## TO DO
Copy out the entries below precisely; nothing is to be omitted.

--*--

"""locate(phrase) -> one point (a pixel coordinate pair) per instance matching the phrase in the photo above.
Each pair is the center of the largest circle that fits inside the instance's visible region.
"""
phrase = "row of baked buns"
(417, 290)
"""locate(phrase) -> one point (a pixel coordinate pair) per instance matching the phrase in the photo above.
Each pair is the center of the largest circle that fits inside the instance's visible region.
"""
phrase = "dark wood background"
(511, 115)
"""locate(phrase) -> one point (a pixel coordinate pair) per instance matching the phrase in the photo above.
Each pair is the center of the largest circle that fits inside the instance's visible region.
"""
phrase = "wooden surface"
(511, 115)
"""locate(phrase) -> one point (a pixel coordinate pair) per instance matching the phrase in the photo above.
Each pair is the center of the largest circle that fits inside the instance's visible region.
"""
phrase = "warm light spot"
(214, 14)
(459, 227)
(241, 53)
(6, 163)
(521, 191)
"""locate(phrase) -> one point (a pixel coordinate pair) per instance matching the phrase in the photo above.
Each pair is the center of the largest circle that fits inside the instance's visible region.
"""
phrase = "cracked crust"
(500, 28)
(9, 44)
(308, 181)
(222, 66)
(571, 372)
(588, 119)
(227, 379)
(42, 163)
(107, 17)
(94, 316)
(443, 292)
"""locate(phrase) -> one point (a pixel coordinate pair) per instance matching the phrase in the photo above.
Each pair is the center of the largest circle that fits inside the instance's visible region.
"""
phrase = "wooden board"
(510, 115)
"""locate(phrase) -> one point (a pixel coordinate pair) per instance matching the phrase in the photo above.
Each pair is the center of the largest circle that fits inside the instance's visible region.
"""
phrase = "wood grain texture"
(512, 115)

--*--

## FINISHED ANSWER
"""locate(phrase) -> one point (a pixel coordinate pair) per instance matching the phrase in the photo above.
Each pair is the center of the largest circle that fits inside the instance's visible region.
"""
phrase = "row of baked buns"
(417, 290)
"""locate(phrase) -> one point (a pixel coordinate pair) per instance matching the phrase in the photo above.
Each pair is the center of the largest circle that fits inside the instance's visible region.
"""
phrase = "dark wood background"
(511, 115)
"""locate(phrase) -> one point (a pixel coordinate pair) per instance matching the phrase in the photo above.
Each pair is the center of the largest circle that fits inside the instance's visible region.
"""
phrase = "wooden surface"
(511, 115)
"""locate(phrase) -> one point (a pixel coordinate pair) per instance matching the phrase in the photo above.
Each pair is the center of the largest circle that fits inside the instance's visible region.
"""
phrase = "warm light spot"
(214, 14)
(459, 227)
(241, 53)
(6, 163)
(521, 191)
"""locate(phrase) -> one point (a pixel coordinate pair) per instance matching the phrase in the photo above.
Each pair is the center of the largest circle that fits inside the instance's visible region.
"""
phrase = "cracked crust"
(500, 28)
(9, 44)
(308, 181)
(222, 66)
(571, 372)
(588, 119)
(227, 379)
(42, 163)
(107, 17)
(94, 316)
(443, 292)
"""locate(phrase) -> one point (a pixel coordinate pair) per instance matching the phrase in the photo above.
Each pair is the center of the largest circle that fits inside the instance's visible region.
"""
phrase = "wooden board"
(510, 115)
"""locate(phrase) -> one point (a pixel coordinate pair) per instance matching the phrase in the photo above.
Each pair is the center of the largest circle that fits inside the instance's visible region.
"""
phrase = "wood grain texture"
(512, 115)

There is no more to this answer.